* _Fragmento elegido_
Afirma el propio autor que con esta serie de obras ha pretendido “mostrar las heridas que estamos haciendo a la tierra”, renunciando motu proprio a toda intención de llevar a sus lienzos paisajes bucólicos. Para ello, ha recorrido la geografía murciana, buscando aquí y allá esas heridas abiertas en el medio natural. Pero el factor antrópico en estos cuadros resulta más intuido que mostrado. Tal vez un pozo, las huellas de un incendio o los viejos surcos de un arado hagan referencia a ello, aunque sería más correcto afirmar que la presencia humana acaba por devenir en inquietante ausencia.

(Líneas de datos recogidas)
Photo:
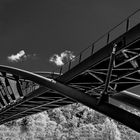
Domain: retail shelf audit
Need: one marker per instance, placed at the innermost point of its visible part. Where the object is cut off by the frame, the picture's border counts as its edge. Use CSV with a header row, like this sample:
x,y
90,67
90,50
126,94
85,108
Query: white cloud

* _Objetivo 1_
Responde con datos del fragmento sobre la serie de cuadros:
(a) ¿Qué dice el autor que ha querido mostrar con esta serie de obras?
(b) ¿Qué territorio ha recorrido el autor para buscar lo que pinta?
(c) ¿Qué tres cosas de los cuadros podrían hacer referencia al factor antrópico?
* _Objetivo 2_
Convierte en una lista breve el párrafo del fragmento sobre la serie de cuadros que empieza con "Afirma el propio autor", sin perder sus datos principales.
* _Objetivo 3_
Sigue escribiendo el fragmento sobre la serie de cuadros a partir de su última frase.

* _Respuesta 1_
(a) Ha querido "mostrar las heridas que estamos haciendo a la tierra".
(b) Ha recorrido la geografía murciana.
(c) Un pozo, las huellas de un incendio o los viejos surcos de un arado.

* _Respuesta 2_
- El autor quiere mostrar con esta serie las heridas que estamos haciendo a la tierra.
- Renuncia por decisión propia a pintar paisajes bucólicos.
- Ha recorrido la geografía murciana en busca de esas heridas en el medio natural.
- El factor antrópico se intuye más de lo que se muestra.
- Un pozo, las huellas de un incendio o los viejos surcos de un arado tal vez aludan a él.
- La presencia humana acaba convirtiéndose en una inquietante ausencia.

* _Respuesta 3_
Así pues, el pintor ha realizado en los “apuntes del sur del sur” un novedoso recorrido: situado ante estos paisajes ha renunciado de alguna manera a llevar al cuadro lo que ellos mismos le evocaban. Tal vez entroncando con el silencio en el que se instaló su obra durante el largo periodo al que antes hicimos referencia, ha procurado dejar que sea la misma naturaleza la que nos hable, la que exprese sus propias emociones ante nuestra constante intromisión. Podríamos decir que nos encontramos ante un telúrico lenguaje expresionista que procura dar voz a la propia tierra para que sea ésta la que ahora nos cuente de manera visual, por sí misma y casi a gritos, su propia visión del problema. Por ello esas heridas en la superficie, esos caminos que parecen retorcerse junto al precipicio, esos vórtices que parecen llevarnos directamente al abismo, al desgarro, o esas aguas que se ondulan hasta hacer que sus bordes parezcan acerados. O esos ojos de la tierra que parecen mirarnos con tristeza infinita, ya casi apagados de dolor. Elementos todos que nos exigen una reflexión sobre nuestro entorno y la acción que sobre él ejercemos, pero que al mismo tiempo nos invitan con desgarrada ternura, en aparente contradicción, a una mirada más limpia y serena sobre el planeta.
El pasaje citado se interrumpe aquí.